**Written request:** Reproduce, word for word, the lines of the material below that run from the line containing "of the oven" through the line containing "271, 233, 340, 244", with both of those lines included.

**Records supplied:**
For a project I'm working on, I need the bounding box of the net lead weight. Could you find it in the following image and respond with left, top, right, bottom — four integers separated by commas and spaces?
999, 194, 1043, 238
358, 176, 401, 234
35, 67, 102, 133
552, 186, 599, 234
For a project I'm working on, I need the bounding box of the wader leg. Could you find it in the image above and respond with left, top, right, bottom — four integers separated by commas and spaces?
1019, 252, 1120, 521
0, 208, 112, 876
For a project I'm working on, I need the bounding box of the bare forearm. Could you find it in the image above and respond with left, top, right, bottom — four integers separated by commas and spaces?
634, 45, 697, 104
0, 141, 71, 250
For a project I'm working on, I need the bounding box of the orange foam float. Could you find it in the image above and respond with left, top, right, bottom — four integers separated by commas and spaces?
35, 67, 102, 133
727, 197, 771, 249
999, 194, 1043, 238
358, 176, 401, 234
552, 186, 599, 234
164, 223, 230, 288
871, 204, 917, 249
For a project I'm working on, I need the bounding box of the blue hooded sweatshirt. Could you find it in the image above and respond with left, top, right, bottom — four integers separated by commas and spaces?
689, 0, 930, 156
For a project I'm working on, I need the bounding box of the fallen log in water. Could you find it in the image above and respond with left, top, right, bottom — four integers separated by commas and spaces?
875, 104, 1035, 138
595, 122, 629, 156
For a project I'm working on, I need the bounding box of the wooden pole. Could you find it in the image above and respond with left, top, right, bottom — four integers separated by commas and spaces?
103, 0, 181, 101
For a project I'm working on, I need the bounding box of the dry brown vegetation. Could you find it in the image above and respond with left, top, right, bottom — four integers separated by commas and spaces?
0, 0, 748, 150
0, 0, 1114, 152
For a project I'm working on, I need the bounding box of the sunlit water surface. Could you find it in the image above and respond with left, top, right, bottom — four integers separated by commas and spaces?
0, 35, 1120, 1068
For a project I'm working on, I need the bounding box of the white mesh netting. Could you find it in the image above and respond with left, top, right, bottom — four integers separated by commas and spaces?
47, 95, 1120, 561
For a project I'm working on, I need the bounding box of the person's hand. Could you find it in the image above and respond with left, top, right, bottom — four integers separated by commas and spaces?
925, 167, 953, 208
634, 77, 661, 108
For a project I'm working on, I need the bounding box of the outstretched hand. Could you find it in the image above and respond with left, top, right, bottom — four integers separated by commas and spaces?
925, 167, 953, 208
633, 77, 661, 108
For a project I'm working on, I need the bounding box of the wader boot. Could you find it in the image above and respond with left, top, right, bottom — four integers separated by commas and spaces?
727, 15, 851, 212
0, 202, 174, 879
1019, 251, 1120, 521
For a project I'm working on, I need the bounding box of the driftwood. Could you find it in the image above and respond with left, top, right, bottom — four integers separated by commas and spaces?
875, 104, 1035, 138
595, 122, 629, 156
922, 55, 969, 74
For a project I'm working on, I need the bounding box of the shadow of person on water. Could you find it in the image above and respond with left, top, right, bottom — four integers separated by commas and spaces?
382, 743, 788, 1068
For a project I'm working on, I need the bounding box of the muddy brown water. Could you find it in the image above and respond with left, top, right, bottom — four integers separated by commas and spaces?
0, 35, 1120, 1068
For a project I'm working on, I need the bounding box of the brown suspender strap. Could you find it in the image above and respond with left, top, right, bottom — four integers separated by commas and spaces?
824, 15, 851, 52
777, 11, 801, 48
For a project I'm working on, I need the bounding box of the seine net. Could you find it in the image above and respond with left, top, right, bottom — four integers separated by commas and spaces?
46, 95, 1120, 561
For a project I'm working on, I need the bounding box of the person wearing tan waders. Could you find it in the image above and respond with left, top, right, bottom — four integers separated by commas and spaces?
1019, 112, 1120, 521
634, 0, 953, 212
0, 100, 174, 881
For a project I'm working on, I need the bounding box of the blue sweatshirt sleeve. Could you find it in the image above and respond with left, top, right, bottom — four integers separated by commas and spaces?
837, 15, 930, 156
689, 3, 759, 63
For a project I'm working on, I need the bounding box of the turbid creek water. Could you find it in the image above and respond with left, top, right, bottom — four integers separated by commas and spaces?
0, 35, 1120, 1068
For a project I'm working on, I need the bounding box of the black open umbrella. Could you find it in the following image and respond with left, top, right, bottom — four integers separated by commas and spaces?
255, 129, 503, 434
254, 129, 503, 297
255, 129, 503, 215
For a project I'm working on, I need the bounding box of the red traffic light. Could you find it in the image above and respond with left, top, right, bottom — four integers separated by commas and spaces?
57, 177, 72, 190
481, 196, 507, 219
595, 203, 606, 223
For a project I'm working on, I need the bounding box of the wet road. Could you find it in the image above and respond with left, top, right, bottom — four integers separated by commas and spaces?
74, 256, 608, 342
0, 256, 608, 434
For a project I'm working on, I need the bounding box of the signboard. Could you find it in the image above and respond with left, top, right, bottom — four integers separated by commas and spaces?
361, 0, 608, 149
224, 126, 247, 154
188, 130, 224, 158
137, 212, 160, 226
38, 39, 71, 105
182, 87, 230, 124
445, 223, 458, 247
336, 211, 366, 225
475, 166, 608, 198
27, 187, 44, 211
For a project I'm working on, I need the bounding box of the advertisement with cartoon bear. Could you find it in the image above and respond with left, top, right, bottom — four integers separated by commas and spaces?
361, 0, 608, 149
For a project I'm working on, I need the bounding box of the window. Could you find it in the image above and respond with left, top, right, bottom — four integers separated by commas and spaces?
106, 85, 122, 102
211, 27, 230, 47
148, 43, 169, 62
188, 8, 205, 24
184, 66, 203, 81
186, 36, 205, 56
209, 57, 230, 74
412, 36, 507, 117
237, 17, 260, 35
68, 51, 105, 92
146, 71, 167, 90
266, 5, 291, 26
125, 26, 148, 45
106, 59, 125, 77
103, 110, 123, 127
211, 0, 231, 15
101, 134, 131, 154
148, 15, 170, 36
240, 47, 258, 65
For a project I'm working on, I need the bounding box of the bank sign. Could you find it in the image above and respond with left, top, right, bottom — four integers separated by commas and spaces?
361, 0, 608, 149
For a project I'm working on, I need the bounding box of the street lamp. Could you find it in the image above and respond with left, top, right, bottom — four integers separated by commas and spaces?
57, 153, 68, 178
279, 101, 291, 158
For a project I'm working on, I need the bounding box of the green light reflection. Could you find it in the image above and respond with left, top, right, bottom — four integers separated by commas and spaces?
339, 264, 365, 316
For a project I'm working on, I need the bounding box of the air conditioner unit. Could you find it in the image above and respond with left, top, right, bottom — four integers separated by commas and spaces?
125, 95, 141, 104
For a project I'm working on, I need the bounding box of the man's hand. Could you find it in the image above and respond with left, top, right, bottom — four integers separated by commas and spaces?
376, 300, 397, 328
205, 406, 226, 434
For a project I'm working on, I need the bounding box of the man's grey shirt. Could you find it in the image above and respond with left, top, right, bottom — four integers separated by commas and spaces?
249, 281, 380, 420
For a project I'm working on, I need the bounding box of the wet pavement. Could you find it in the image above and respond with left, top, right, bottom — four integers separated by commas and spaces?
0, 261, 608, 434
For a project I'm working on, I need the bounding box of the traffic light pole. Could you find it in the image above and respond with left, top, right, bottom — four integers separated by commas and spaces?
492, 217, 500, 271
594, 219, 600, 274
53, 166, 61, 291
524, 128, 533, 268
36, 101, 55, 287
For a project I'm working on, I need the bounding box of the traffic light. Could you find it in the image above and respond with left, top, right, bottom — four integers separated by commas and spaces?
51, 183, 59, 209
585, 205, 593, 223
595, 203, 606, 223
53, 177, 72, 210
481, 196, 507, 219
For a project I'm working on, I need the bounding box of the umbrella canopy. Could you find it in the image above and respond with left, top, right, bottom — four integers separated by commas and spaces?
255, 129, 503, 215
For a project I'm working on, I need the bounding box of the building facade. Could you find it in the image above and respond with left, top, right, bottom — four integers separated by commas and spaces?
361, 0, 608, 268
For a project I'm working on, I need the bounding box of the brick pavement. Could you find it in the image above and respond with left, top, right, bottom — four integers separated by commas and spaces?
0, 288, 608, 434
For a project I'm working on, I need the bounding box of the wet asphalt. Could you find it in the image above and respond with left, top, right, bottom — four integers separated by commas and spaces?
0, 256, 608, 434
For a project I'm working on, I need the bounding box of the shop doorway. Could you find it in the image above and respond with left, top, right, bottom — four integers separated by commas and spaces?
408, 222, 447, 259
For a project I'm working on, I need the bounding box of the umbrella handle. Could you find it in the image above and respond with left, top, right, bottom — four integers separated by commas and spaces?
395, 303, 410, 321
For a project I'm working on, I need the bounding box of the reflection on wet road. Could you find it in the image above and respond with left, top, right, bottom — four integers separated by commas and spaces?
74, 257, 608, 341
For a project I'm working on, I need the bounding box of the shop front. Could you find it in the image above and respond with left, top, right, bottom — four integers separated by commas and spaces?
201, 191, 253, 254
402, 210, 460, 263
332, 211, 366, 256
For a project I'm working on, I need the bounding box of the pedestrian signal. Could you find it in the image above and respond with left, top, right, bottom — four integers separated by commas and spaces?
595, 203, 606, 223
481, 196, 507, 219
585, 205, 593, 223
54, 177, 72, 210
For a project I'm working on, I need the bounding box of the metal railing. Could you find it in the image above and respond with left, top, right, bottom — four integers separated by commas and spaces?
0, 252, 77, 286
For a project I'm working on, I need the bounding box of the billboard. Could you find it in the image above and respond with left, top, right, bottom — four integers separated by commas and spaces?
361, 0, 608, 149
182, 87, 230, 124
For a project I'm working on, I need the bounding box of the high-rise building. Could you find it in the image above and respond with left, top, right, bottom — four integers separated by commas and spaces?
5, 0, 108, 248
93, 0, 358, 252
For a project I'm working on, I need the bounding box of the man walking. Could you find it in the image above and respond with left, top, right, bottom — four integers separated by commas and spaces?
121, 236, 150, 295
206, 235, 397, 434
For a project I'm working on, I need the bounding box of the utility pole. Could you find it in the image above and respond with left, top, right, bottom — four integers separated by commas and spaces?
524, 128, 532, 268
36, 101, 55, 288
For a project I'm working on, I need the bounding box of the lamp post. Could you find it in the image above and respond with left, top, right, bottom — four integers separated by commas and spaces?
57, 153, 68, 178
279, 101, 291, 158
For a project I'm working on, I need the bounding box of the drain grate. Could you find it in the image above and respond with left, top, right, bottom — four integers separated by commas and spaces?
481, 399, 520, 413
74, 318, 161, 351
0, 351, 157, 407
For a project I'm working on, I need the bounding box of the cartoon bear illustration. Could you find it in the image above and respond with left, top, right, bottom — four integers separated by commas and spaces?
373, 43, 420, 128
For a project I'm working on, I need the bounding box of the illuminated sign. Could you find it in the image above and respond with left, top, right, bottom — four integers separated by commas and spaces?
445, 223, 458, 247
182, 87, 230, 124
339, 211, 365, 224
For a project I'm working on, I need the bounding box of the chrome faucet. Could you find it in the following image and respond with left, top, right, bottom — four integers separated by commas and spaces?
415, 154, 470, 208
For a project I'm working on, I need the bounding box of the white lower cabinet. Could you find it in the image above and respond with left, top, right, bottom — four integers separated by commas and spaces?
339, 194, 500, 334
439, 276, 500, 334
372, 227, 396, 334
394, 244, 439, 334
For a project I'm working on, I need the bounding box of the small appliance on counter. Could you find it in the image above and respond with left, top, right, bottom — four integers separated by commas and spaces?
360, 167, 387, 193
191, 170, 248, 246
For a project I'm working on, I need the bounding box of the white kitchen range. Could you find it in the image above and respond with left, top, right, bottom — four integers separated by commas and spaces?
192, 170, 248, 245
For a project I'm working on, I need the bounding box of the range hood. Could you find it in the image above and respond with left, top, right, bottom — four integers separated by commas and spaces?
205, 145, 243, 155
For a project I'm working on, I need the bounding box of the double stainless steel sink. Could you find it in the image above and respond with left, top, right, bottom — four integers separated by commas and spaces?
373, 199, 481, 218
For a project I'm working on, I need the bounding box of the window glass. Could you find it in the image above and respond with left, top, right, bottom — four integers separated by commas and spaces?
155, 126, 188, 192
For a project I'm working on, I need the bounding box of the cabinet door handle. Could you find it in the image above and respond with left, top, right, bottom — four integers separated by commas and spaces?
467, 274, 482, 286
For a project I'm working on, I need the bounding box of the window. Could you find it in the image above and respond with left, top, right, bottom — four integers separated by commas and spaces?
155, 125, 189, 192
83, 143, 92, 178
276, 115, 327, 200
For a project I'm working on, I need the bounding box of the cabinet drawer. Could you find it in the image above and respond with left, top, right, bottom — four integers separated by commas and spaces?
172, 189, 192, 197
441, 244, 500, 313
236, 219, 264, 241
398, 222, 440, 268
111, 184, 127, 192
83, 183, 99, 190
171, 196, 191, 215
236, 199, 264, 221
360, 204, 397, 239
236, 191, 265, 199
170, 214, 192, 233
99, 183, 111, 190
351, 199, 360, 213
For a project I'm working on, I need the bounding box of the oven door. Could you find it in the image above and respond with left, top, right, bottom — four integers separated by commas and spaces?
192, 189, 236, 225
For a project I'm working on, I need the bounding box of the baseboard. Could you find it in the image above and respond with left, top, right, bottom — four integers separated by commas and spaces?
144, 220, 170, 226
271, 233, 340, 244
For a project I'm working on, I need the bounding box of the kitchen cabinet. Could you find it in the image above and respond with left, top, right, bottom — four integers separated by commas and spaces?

**Written response:**
For a project I'm working on, I need the bounding box of the oven door. Could you find it in the image above and respond with left, top, right, bottom — four integers separated by commas and spaces?
192, 189, 236, 225
For a project I'm working on, I need the bounding box of the baseboard. Could you find it in the image above and respond with left, top, right, bottom — four integers separated by commas and spaces?
144, 220, 170, 226
271, 233, 340, 244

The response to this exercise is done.